__Exercise description__: Below are records; transcribe each one exactly.

__Information shown__:
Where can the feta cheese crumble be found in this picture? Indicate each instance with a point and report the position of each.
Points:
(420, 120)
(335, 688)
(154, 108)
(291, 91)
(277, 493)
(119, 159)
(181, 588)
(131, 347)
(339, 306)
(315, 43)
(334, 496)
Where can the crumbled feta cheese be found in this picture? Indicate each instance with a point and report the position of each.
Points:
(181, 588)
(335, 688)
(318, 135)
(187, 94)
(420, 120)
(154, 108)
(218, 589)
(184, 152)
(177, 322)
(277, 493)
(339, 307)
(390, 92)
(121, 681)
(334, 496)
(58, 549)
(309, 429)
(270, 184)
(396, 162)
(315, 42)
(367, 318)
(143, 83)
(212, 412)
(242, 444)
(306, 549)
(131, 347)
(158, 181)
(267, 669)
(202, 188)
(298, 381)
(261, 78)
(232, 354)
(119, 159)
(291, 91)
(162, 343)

__Solved problem__:
Where can the feta cheese crumble be found in this picture? Indicate each instance with a point and report the position of each.
Points:
(420, 120)
(335, 688)
(154, 108)
(291, 91)
(277, 493)
(119, 159)
(181, 588)
(131, 347)
(339, 306)
(315, 43)
(334, 496)
Where can the crumbled feta cheese be found in this picture? Indicate each instance with a point and report the position of each.
Points:
(181, 588)
(335, 688)
(318, 135)
(187, 94)
(420, 120)
(154, 108)
(218, 589)
(184, 152)
(177, 322)
(277, 493)
(339, 307)
(390, 92)
(121, 681)
(334, 496)
(58, 549)
(309, 429)
(270, 184)
(396, 162)
(315, 42)
(367, 318)
(143, 83)
(212, 412)
(242, 444)
(306, 549)
(131, 347)
(158, 181)
(267, 669)
(202, 188)
(298, 381)
(261, 78)
(232, 354)
(119, 159)
(291, 91)
(162, 343)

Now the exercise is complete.